__Dokumentauszug__
⟨

Das Frühjahr in Svalbard verbindet Schnee, Eis und anhaltendes Tageslicht. Das Meereis erreicht sein jährliches Maximum oder nähert sich ihm, was die Route nach Norden lenkt. Ihr Expeditionsteam und die Schiffsoffiziere werten täglich aktuelle Eiskarten aus – das Eis kann sich binnen eines Tages um Dutzende Kilometer verschieben. Die Route richtet sich danach, wo Eisbedingungen und Tierbeobachtungen am günstigsten sind.
An der Eiskante – oder im Eis selbst – lohnt es sich, mit dem Fernglas Ausschau zu halten. Eisbären, die Robben als Nahrungsquelle folgen, Walrosse, Polarfüchse und Elfenbeinmöwen sowie Ringel- und Bartrobben sind mögliche Begegnungen. Die Frühjahrslandschaft an Land bleibt weitgehend schneebedeckt, viele Buchten noch eisgefüllt. An klaren Tagen setzen sich schneebedeckte Bergrücken scharf gegen den Himmel ab; bei Bewölkung entsteht eine ruhige Palette aus Weiß, Grau und Blau. Neben treibendem Meereis sind auch Eisberge und Gletscherfragmente zu sehen, deren Ursprung in den Bergtälern liegt.

⟩

__Übungsdaten__

⟨

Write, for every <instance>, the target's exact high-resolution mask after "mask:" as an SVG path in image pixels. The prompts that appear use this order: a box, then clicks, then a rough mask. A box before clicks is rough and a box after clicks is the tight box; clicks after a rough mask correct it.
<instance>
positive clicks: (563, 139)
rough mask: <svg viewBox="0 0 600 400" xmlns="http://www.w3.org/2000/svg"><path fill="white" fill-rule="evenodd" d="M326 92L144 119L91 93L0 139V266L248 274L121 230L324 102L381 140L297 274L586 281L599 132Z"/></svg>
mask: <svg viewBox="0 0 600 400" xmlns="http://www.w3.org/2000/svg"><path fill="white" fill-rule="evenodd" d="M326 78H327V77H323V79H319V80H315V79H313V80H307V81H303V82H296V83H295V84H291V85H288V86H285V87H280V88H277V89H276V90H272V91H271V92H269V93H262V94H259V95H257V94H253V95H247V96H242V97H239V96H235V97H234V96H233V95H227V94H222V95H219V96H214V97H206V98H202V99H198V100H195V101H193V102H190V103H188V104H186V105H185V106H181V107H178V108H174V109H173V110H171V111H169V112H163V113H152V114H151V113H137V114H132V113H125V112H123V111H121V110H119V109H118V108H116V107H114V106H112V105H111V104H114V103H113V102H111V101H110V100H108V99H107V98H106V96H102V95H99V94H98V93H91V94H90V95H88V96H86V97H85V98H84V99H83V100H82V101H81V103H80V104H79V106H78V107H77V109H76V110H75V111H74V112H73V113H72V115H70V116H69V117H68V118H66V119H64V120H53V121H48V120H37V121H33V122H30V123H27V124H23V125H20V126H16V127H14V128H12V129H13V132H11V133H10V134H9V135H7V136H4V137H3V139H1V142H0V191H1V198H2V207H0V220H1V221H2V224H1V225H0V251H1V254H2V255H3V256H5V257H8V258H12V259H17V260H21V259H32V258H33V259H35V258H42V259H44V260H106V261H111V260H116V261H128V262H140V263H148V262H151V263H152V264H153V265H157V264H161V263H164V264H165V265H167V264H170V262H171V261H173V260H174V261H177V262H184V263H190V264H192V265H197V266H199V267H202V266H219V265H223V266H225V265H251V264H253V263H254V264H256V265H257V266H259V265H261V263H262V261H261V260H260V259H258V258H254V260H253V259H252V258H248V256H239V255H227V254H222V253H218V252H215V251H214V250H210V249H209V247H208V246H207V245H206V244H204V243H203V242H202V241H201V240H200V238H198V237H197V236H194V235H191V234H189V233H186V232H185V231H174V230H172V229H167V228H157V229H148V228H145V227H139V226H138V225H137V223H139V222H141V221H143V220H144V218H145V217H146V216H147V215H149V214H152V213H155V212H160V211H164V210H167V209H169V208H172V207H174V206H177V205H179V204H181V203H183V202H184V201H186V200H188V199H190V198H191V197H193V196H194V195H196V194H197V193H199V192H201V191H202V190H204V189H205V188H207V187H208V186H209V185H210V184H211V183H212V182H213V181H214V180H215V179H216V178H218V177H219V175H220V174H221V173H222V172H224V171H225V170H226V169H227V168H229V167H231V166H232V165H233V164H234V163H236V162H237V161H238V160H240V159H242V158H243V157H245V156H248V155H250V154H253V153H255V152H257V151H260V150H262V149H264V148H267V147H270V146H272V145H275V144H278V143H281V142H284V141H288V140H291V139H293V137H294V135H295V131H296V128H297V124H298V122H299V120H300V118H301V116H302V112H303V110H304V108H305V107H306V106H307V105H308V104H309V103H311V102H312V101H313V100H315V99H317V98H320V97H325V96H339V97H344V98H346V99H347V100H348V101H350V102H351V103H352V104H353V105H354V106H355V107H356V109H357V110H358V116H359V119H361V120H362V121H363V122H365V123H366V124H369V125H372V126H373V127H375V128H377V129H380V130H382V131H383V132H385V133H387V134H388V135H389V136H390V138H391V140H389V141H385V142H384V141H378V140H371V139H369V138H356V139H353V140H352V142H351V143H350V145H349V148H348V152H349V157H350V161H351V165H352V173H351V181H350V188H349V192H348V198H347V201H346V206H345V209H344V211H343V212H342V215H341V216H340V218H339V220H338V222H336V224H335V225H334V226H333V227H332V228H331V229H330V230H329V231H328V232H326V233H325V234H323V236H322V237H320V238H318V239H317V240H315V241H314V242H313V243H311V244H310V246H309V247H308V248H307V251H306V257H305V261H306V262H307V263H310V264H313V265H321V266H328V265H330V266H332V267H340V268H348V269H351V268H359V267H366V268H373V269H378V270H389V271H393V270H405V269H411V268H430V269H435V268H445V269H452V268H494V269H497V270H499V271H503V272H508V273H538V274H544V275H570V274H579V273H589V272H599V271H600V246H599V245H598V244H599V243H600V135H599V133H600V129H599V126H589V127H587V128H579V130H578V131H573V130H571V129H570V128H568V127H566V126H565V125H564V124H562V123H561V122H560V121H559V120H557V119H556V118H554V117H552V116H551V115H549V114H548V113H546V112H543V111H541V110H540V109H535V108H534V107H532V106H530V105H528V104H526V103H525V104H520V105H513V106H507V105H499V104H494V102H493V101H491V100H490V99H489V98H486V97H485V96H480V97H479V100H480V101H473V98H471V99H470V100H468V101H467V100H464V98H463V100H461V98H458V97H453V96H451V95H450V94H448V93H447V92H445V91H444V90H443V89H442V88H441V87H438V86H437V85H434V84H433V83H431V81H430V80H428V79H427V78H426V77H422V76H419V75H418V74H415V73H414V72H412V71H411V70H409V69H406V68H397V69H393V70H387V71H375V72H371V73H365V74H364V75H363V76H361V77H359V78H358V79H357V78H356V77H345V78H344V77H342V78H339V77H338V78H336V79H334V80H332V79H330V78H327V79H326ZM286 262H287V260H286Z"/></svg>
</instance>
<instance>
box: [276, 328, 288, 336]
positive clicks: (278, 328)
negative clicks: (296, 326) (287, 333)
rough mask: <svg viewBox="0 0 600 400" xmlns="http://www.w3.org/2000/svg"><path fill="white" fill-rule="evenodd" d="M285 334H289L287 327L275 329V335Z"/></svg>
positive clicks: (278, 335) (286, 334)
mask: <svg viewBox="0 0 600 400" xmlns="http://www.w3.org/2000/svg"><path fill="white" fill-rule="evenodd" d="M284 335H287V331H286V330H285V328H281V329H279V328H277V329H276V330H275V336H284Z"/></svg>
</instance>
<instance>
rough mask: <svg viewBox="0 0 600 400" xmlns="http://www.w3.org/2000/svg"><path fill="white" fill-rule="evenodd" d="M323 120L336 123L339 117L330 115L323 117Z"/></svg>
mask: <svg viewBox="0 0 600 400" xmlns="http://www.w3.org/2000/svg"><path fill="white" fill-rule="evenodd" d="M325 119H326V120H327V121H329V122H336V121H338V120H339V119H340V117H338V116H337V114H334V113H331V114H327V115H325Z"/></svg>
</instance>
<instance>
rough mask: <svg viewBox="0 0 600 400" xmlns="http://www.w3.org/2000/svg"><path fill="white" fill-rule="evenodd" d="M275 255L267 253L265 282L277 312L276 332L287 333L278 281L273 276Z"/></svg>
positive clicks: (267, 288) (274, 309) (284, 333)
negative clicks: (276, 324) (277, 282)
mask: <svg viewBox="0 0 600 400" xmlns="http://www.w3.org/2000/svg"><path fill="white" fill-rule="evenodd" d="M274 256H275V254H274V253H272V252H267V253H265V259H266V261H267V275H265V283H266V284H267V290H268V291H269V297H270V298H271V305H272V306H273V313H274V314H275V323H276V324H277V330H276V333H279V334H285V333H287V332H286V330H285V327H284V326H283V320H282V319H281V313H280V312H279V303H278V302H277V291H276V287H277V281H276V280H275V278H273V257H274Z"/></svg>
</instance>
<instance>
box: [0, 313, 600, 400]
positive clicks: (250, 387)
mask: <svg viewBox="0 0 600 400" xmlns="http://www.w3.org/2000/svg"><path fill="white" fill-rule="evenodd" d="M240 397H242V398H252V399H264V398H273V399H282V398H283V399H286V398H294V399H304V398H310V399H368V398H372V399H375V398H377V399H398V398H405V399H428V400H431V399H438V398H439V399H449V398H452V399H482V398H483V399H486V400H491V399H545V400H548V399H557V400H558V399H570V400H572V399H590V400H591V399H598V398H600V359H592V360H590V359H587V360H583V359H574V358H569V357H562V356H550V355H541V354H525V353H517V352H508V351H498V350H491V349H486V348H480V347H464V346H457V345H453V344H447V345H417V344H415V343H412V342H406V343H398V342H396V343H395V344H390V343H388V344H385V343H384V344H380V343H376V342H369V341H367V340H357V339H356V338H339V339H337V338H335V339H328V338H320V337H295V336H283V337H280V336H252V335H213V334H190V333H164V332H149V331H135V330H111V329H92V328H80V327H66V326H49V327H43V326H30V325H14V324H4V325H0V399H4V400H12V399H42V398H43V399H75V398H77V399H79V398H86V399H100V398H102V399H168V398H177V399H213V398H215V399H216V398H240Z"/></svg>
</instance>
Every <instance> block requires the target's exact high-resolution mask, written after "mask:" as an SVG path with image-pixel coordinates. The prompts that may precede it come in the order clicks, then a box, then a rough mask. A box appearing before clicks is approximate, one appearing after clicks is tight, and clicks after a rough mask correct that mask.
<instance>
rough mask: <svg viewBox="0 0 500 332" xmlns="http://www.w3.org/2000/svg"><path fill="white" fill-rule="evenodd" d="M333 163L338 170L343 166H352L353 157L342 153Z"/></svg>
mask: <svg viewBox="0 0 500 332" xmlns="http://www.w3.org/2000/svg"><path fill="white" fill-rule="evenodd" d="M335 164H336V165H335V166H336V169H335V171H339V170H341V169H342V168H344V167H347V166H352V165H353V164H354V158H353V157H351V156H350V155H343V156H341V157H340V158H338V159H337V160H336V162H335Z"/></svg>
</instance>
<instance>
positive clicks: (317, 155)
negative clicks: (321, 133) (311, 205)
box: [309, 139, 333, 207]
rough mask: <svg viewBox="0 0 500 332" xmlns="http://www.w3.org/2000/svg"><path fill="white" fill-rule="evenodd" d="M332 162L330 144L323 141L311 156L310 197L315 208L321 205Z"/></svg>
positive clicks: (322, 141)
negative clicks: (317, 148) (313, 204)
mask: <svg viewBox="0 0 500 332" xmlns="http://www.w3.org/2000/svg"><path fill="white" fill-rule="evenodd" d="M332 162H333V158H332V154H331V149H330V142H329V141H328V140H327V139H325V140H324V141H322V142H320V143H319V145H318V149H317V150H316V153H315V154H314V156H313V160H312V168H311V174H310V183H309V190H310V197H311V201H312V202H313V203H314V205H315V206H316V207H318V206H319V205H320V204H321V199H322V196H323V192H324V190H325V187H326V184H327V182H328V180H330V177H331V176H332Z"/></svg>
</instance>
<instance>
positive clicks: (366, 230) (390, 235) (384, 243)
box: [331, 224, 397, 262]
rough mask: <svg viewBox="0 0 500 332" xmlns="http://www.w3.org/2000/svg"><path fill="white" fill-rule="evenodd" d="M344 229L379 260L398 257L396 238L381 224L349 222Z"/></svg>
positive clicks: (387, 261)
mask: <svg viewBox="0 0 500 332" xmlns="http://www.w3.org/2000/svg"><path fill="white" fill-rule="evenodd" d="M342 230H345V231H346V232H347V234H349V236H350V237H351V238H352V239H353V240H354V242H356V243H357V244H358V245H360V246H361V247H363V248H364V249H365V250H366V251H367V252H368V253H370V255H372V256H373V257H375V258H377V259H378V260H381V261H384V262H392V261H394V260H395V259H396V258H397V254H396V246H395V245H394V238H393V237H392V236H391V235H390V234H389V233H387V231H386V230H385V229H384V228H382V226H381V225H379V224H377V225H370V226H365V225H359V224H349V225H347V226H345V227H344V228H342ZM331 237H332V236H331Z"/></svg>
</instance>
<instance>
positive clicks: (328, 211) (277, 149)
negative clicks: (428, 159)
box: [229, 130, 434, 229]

⟩

__Auftrag 1__
Schreiben Sie aus dem Text über das Frühjahr in Svalbard den Abschnitt ab, der bei den Worten „An der Eiskante“ beginnt und nach den Worten „den Bergtälern liegt.“ endet.
__Auftrag 2__
Führen Sie den Text über das Frühjahr in Svalbard im Anschluss an seinen letzten Satz weiter.
Die Datensätze stammen aus einer anderen Quelle als der Text.

__Lösung 1__
An der Eiskante – oder im Eis selbst – lohnt es sich, mit dem Fernglas Ausschau zu halten. Eisbären, die Robben als Nahrungsquelle folgen, Walrosse, Polarfüchse und Elfenbeinmöwen sowie Ringel- und Bartrobben sind mögliche Begegnungen. Die Frühjahrslandschaft an Land bleibt weitgehend schneebedeckt, viele Buchten noch eisgefüllt. An klaren Tagen setzen sich schneebedeckte Bergrücken scharf gegen den Himmel ab; bei Bewölkung entsteht eine ruhige Palette aus Weiß, Grau und Blau. Neben treibendem Meereis sind auch Eisberge und Gletscherfragmente zu sehen, deren Ursprung in den Bergtälern liegt.

__Lösung 2__
Mit fortschreitender Saison erwacht die Landschaft langsam: Einzelne Hänge und Täler tauen auf, Gräser und Moose werden sichtbar, Schmelzwasser setzt sich in Bewegung. Die Kälte bleibt dennoch bestimmend, mit wiederkehrenden Frost-Tau-Zyklen vor allem im Norden und Osten. Felswände beleben sich mit zurückkehrenden Seevögeln – Alken, Lummen und Dreizehenmöwen beginnen mit Nestbau und Balz. Wale können ebenfalls auftreten: Belugas sind das ganze Jahr präsent und gelegentlich im Meereis zu beobachten, einzelne Blauwale erscheinen im späten Frühjahr in Küstengewässern.
Mit sieben vollen Expeditionstagen werden verschiedene Standorte angesteuert. Mögliche Ziele sind die Fjordsysteme Hornsund, Bellsund, Isfjorden, Krossfjorden, Smeerenburgfjorden, Raudfjorden, Woodfjorden, Sorgfjorden und weitere. Landungen entlang der Küsten und in Fjorden sind geplant – meist auf Schnee, teils auf freigelegtem Felsgelände. Wenn Bedingungen es erlauben, ist auch das Betreten des Meereises möglich.